=== Section Start ===

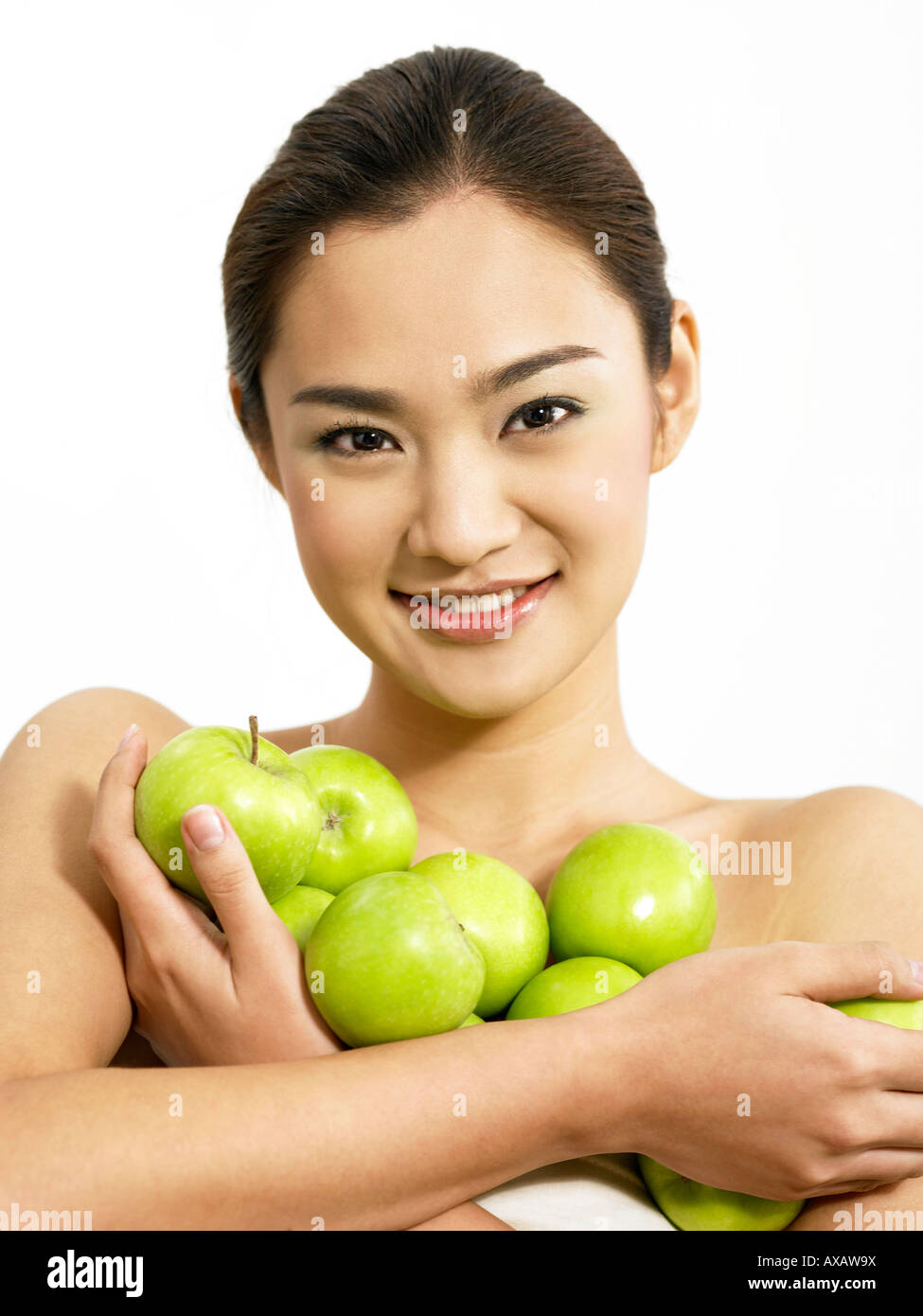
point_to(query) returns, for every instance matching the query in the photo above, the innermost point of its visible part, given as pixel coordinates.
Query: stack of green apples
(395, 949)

=== Section End ===
=== Section Start ===

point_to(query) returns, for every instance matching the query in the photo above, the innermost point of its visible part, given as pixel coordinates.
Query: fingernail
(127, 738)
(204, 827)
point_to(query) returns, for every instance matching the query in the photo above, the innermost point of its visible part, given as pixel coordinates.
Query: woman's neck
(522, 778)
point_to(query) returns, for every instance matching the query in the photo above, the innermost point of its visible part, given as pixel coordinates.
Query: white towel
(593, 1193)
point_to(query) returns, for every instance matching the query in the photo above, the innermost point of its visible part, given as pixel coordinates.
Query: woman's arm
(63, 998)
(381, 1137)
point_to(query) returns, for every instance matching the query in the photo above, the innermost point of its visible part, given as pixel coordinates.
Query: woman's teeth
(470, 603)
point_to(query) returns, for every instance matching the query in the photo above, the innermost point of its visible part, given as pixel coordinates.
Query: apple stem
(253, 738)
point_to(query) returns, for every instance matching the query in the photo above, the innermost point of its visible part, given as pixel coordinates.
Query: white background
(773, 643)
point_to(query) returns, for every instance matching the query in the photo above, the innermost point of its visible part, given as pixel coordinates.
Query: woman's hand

=== Section End ===
=== Section Start ===

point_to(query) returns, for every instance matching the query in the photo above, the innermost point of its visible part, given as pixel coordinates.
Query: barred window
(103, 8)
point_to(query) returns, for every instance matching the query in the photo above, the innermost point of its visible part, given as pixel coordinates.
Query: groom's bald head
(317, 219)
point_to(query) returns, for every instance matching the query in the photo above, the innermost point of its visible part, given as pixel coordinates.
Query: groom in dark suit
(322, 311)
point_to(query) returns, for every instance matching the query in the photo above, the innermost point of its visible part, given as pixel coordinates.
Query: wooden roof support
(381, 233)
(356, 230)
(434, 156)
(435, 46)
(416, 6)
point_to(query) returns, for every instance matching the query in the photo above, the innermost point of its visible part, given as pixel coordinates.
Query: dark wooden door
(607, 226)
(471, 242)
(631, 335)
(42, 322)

=== Section End ===

### Action item
An exact copy of the lines above, from the one containing "Query: white background" through the one containing "Query: woman's hand", is the whole of the answer.

### The completed task
Query: white background
(773, 643)
point_to(query) returns, for every instance matching the query in the photo above, the innermost point of its visible part, given as pixel coordinates.
Query: woman's hand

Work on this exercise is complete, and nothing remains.